Dataset -
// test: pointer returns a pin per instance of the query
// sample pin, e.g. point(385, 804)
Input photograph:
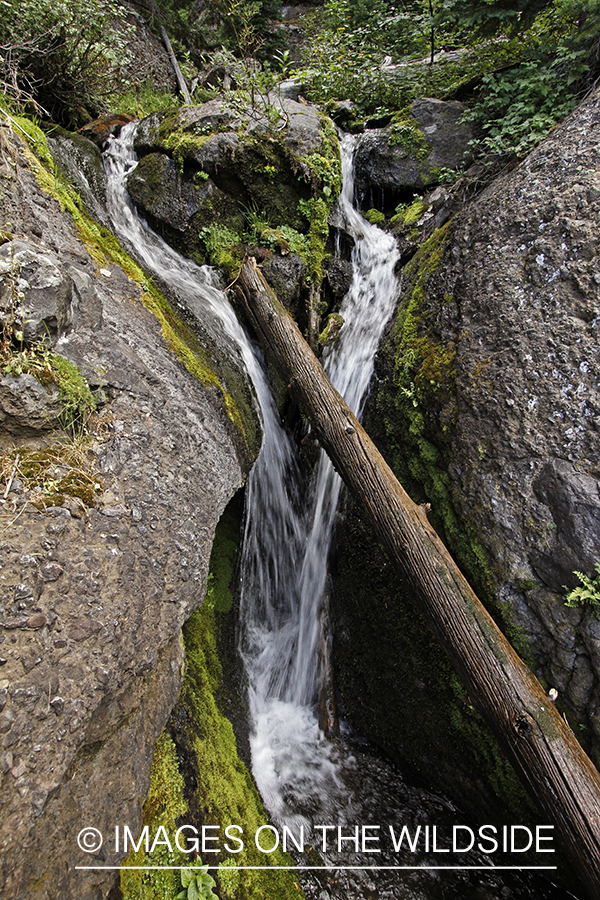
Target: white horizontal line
point(334, 868)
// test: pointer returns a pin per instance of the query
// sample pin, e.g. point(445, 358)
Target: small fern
point(588, 592)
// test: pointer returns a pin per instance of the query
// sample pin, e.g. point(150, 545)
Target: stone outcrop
point(93, 594)
point(407, 156)
point(487, 402)
point(203, 164)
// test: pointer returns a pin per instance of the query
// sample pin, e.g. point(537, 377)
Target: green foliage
point(105, 249)
point(375, 217)
point(283, 238)
point(140, 101)
point(516, 108)
point(76, 399)
point(197, 884)
point(164, 804)
point(221, 246)
point(587, 593)
point(240, 26)
point(530, 75)
point(64, 55)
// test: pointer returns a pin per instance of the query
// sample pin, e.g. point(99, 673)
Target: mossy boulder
point(486, 403)
point(409, 154)
point(179, 207)
point(225, 163)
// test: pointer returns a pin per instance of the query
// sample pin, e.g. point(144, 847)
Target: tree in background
point(62, 56)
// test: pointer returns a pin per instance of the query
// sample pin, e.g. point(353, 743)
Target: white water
point(283, 581)
point(287, 537)
point(302, 775)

Problem statement - Copy out every entry above in full, keeping all of its lines, but move each answer point by adding 12 to both of its coordinates. Leave the sample pins unchanged and omit the pictures.

The output -
// test: pointer returns a pin per instance of the query
// sample pin, e.g. point(385, 804)
Input photograph:
Target: white horizontal line
point(346, 880)
// test: pointer returns a pin per instance of the query
// sample pin, e.g. point(445, 358)
Target: small fern
point(600, 604)
// test: pointer returns a pin per instance of the query
// sample pin, e.g. point(150, 545)
Target: stone outcrop
point(105, 606)
point(419, 168)
point(499, 414)
point(215, 176)
// test: pointer returns a pin per instance of the query
// sample pin, e.g. point(537, 377)
Target: green foliage
point(117, 261)
point(387, 229)
point(295, 250)
point(152, 113)
point(528, 120)
point(88, 411)
point(209, 896)
point(176, 816)
point(233, 258)
point(599, 605)
point(252, 38)
point(542, 87)
point(76, 67)
// test: pointer returns a pin per instance of the query
// sample pin, e.g. point(99, 673)
Target: mossy boulder
point(498, 415)
point(421, 166)
point(191, 219)
point(237, 175)
// test: pointer returns a pin per instance of the query
// sample pin, e.g. point(144, 847)
Target: tree in background
point(74, 68)
// test: pointer returns a pin per instance of the query
// sample pin, e.g. point(353, 743)
Target: white water
point(295, 593)
point(299, 549)
point(314, 787)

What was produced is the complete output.